Task instructions
Character for character, write out the data below.

Records shown
● ● ● ● ● ● ●
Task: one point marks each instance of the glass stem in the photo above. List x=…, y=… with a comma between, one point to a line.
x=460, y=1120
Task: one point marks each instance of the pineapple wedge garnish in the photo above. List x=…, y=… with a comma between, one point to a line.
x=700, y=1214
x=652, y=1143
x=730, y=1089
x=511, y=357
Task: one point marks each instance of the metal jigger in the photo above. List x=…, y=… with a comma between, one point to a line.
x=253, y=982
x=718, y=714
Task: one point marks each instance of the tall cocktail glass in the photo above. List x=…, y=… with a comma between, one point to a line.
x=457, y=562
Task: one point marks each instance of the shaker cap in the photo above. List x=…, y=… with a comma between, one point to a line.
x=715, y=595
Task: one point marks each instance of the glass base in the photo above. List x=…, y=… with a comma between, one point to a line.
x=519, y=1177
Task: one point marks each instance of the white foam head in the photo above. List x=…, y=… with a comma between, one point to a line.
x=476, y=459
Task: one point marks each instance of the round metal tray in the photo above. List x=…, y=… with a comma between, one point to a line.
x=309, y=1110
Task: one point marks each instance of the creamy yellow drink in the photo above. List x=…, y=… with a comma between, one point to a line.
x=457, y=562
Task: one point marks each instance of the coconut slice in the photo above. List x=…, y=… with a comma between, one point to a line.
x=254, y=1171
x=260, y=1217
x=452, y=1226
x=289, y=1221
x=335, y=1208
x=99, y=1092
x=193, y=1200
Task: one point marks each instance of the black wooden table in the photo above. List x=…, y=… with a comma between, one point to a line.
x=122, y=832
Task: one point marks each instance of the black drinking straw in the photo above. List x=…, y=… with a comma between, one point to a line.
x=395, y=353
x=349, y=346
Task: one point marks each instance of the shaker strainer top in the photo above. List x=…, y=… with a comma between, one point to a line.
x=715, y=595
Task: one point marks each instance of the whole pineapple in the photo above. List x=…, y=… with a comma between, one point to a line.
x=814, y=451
● ● ● ● ● ● ●
Exercise response
Task: one point marks each instance of the glass stem in the photo above. List x=…, y=… with a comma between, one point to a line.
x=460, y=1120
Task: one point marks each instance of the pineapple wedge garnish in the photo above. List x=…, y=… with a comma between, one point to a line.
x=700, y=1214
x=652, y=1143
x=730, y=1089
x=511, y=357
Task: one point marks each instance of the metal jigger in the photo above. List x=…, y=… with a comma between, one point to a line.
x=253, y=982
x=718, y=714
Task: one point marks each instance of the tall cocktail glass in the photo above. List x=…, y=… with a comma between, one point to a line.
x=457, y=562
Task: one point marks each instance of the shaker cap in the photo above. List x=…, y=… with a comma between, one point to a line.
x=715, y=595
Task: one point marks each instance of the glass base in the photo above. List x=…, y=… with a comma between, one point to a line.
x=519, y=1177
Task: one point marks each instance of the white foam head in the photo above. List x=…, y=… with a comma between, one point to a line.
x=476, y=459
Task: one point marks each instance of the round metal tray in the photo above. List x=…, y=… with a comma between, one point to a line.
x=309, y=1110
Task: one point marks each instance of the creamy yellow drink in the photo above. List x=…, y=… with a comma between, one point to a line.
x=457, y=562
Task: one point marks each instance of the coconut slice in the photo above. List x=…, y=… with a comma between, one point to a line.
x=254, y=1171
x=260, y=1217
x=452, y=1226
x=289, y=1221
x=335, y=1208
x=99, y=1092
x=193, y=1200
Task: one point marks each instance of the black wooden table in the photo above. List x=…, y=… with a comma between, one point to a line.
x=122, y=832
Task: one point marks each instance of the black drinking straw in the photo above. List x=…, y=… with a comma between, one point to a line.
x=395, y=353
x=349, y=346
Task: one point marks each instance of the shaker strainer top in the photo above. List x=…, y=… with a comma between, one point to a line.
x=715, y=595
Task: one point marks each instance of the whole pineapple in the photo above. List x=…, y=… with a comma between, one point to a line.
x=814, y=451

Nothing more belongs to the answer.